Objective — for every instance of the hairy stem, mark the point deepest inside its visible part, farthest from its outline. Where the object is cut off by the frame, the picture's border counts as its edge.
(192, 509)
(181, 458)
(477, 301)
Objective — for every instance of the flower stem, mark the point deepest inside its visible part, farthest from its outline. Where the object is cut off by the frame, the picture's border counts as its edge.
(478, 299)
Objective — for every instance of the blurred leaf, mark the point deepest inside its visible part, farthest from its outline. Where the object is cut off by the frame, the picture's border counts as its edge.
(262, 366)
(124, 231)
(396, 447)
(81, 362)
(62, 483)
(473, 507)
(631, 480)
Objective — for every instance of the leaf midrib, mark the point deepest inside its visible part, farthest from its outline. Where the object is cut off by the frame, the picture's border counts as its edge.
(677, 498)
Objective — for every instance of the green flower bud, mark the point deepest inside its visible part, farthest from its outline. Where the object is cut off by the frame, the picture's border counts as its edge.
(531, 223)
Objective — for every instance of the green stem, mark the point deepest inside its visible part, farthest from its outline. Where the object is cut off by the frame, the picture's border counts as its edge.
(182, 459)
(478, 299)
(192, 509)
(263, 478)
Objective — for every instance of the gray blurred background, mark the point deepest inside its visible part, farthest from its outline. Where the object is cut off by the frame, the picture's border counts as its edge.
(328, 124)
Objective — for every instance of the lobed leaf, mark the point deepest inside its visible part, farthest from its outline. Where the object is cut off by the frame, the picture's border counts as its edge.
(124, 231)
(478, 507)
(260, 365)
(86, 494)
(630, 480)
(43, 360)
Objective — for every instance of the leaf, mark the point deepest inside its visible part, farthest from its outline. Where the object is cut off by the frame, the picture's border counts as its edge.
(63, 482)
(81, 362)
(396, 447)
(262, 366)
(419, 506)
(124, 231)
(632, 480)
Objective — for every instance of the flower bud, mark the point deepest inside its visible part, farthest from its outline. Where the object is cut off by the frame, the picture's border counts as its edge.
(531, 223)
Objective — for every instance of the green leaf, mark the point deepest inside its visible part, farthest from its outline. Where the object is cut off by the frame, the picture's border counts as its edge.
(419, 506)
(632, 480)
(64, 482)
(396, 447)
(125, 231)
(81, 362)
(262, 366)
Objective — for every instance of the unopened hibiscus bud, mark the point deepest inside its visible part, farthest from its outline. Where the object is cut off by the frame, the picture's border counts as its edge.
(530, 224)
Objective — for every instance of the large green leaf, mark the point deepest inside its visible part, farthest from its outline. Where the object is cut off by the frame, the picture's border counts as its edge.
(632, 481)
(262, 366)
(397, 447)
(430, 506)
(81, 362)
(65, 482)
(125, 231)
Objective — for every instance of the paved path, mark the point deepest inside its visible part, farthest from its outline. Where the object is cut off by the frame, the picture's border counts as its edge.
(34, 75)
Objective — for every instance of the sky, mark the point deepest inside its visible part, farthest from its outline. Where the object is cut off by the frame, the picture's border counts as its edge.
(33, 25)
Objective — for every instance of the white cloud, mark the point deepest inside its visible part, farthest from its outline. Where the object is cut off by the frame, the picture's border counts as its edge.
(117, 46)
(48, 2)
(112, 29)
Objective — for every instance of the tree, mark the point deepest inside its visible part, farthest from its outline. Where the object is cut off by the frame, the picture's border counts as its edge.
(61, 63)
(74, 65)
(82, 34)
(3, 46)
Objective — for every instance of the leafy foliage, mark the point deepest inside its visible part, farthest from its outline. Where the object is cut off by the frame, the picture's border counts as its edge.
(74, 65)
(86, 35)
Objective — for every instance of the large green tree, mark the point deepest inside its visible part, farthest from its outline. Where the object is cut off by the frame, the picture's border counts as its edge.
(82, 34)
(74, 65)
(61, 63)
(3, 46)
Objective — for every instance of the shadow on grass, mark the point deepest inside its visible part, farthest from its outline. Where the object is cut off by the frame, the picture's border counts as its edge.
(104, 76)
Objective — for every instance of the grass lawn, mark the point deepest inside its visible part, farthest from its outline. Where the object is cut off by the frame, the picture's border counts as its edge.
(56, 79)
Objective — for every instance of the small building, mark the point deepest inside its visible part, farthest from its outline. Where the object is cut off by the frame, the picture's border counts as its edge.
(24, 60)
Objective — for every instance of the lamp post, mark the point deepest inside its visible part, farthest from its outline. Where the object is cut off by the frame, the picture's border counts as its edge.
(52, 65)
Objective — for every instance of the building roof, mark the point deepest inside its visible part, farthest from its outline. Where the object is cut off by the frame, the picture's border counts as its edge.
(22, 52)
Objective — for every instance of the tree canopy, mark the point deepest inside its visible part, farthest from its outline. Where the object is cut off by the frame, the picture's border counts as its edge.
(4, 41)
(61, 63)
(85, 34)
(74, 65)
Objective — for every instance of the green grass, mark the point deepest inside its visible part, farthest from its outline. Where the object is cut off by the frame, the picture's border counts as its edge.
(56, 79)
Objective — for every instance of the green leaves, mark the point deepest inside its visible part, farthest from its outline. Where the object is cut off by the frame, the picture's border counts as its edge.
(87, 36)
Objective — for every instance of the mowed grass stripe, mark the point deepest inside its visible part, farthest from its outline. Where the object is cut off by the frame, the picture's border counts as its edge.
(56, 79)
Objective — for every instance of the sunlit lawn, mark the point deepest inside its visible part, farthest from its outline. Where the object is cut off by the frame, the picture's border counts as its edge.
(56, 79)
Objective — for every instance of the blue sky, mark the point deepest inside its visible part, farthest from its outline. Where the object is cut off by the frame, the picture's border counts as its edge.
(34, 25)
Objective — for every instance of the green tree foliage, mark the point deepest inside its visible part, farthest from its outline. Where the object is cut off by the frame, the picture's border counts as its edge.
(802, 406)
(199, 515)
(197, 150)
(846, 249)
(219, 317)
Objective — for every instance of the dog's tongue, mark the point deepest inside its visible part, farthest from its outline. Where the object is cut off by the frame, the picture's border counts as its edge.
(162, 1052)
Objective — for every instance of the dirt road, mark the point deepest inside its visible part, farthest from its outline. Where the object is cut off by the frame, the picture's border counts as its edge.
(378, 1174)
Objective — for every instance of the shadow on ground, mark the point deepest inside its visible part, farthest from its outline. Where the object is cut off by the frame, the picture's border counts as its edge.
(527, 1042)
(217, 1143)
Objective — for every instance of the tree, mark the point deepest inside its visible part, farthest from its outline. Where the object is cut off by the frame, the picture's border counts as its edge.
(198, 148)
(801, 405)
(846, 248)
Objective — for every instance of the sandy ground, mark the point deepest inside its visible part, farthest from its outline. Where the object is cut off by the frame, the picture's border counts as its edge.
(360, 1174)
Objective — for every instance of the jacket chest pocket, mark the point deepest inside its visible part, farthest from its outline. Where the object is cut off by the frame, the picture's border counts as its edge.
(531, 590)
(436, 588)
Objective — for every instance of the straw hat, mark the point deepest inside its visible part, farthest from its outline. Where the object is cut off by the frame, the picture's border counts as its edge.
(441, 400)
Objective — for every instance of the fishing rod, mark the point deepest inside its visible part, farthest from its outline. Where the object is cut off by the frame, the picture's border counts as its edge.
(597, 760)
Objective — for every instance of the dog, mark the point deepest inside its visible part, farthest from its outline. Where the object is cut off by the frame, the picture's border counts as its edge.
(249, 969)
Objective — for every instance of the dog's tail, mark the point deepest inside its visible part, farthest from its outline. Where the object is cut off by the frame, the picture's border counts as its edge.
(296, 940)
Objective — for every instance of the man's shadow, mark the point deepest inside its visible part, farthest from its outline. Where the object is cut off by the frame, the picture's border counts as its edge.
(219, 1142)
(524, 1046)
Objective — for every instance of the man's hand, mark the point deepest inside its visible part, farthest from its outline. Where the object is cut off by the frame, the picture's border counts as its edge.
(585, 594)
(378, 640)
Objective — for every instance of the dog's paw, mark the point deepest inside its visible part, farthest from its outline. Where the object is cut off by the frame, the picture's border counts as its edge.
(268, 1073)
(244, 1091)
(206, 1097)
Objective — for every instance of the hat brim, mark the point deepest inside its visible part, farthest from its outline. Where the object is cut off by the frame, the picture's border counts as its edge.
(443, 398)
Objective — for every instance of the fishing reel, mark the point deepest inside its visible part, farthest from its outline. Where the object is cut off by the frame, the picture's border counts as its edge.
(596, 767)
▬▬▬▬▬▬▬▬▬▬
▶ [Your task]:
Convert the listing, from the line containing "Objective — for every instance of the dog's paw, mark" through the end of the listing, into a two-column CSV with headers objective and points. Give one row per Objective line: put that line in one quoted field and the coordinate lines under it in the other, with line breaks replaced by spaces.

▶ [Response to this task]:
objective,points
"Objective — for every instance of the dog's paw, mark the point deepest inside its visible part, farthest from its outline. Where the object is cut off by the frame, the picture's border counts as its edge.","(268, 1073) (244, 1091) (206, 1097)"
"Objective — for every instance of the hat brim, mark the point deepest inside its visible part, farthest from its outline. Where the object is cut off by the frame, the picture's border counts as its edge.","(443, 398)"
"Objective — for every instance of the fishing reel, mark the point deepest inside its visible part, farthest from its outline. Where the object is cut off by the frame, the picture's border counts as its edge.","(596, 767)"